▶ **Task directions**
In the text passage below about China's economy, how much has the renminbi risen against the dollar over the past year?

▶ **Text passage**
++++++
In a word, no. China’s economy is in good shape, and policymakers are exploiting this strength to tackle structural issues such as financial leverage, internet regulation and their desire to make technology the main driver of investment.
The growth comparison with the US misleads, since year-on-year figures tell us about the timing of post-Covid recoveries, not underlying growth potential. China got the coronavirus under control earlier than anyone else, and enjoyed a strong rebound which peaked in the first quarter of 2021.
The US struggled for longer, and will book most of its post-Covid recovery this year. On a two-year average basis, China is growing at about 5 per cent, while the US is well under 1 per cent. By the end of 2021 the US should be back around its pre-pandemic trend of 2.5 per cent annual growth. Over the next several years, China will probably keep growing at nearly twice the US rate.
China’s growth outlook helps explain the rally in the renminbi. Over the past year, the Chinese currency has risen 11 per cent against the dollar. And after a lacklustre first quarter, the Chinese unit has gone up 2 per cent against the dollar since April 1. In part, this is a mechanical response to a dollar that is now structurally weakening. But it also reflects underlying Chinese strengths.
The export sector continues to outperform, despite three years of Donald Trump’s trade war and Covid disruptions. This testifies to China’s robustness as a manufacturing base, the breadth of goods that it can produce and the skill of its exporters in navigating tough times.
Capital inflows are another factor. China has long been the world’s second-leading destination for direct investment, behind the US, drawing in close to $150bn a year and (perhaps temporarily due to Covid) took over the top spot in 2020. This will continue, as multinationals see China as crucial to their global strategies.
The big change is in portfolio flows, negligible a few years ago but now substantial. Since 2017, foreign investors have tripled their holdings of Chinese bonds, to about Rmb3.6tn ($559bn), and now own about 3.5 per cent of the market. Equity inflows have been comparable.
Cyclically, Chinese equity markets are taking a breather, as corporate profits have topped out and credit policy is tightening. Bonds are more attractive: China is the only major sovereign issuer to offer positive real yields. Over the long run, both equity and bond investors will want to increase their China exposure.
The key question now is not the pace of China’s growth but its composition.
Despite many calls for China to “rebalance†its economy from an investment-led to a consumption-led model, this is not what the country’s leadership intends. They believe investment drives growth, with incomes and consumption following in its wake. The role of policy is not to support demand but to direct capital to the right investments.
For the past two decades, housing and infrastructure have been big investment drivers, as China urbanised. Their growth contribution is already in decline, and will have to shrink much more for China to hit its target of capping carbon emissions by 2030. Production of steel, cement and other construction materials generate the lion’s share of China’s CO2 emissions.
Beijing has already imposed steel production curbs. It will need to do much more to rein in heavy industry. Controlling financial leverage is also critical, since much of China’s debt is taken on by local governments to finance infrastructure, housing developers and state enterprises in heavy industry.
The desired new investment driver is high technology and it is being backed by policies including the Made In China 2025 programme to upgrade manufacturing capabilities and massive funding for new semiconductor plants. Beijing’s technology vision prioritises hardware investments over the consumer internet. Even as it pours money into plants and factories, it is tightening regulations on the big internet companies, both to control financial and market risks and to limit the political power of these privately owned behemoths.
This policy orientation may look questionable to those brought up on the demand-side orthodoxy of western economies. But China’s investment-led approach has delivered high returns for many years, and there is good reason to think it will keep doing so in the coming decade.
++++++
▶ **Extracted material**
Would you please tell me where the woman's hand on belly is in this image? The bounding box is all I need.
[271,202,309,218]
++++++
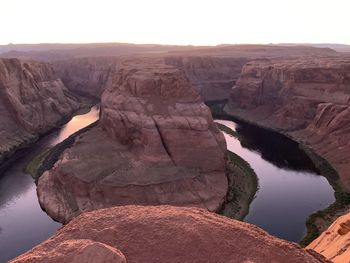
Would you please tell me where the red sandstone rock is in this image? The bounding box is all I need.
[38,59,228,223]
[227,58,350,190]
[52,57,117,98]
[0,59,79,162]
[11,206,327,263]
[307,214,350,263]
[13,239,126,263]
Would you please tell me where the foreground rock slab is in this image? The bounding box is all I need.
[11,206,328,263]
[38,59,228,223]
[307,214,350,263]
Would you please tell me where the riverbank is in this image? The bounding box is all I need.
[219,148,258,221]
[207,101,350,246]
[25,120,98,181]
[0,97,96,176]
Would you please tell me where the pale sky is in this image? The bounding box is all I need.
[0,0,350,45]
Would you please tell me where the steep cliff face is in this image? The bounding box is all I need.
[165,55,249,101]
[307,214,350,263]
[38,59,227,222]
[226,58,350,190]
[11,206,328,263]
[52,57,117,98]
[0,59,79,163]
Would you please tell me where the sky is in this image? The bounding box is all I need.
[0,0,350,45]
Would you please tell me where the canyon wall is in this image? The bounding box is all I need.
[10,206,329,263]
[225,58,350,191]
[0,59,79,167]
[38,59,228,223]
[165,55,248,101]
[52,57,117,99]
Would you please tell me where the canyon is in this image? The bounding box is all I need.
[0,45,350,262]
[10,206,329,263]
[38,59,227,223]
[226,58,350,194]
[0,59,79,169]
++++++
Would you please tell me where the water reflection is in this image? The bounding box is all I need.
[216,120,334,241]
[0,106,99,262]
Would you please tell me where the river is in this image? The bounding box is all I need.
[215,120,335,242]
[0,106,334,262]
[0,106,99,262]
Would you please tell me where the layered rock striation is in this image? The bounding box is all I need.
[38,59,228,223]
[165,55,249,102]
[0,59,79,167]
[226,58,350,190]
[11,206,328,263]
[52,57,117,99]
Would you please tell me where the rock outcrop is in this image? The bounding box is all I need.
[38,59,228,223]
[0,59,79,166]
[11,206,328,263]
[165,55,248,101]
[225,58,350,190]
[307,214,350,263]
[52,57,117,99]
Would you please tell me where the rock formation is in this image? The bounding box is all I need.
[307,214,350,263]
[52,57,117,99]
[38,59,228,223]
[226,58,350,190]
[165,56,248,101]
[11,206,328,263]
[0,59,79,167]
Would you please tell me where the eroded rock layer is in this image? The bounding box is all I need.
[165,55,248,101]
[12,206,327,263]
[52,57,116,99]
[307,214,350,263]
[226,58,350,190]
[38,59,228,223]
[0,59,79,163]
++++++
▶ **Your solution**
11 per cent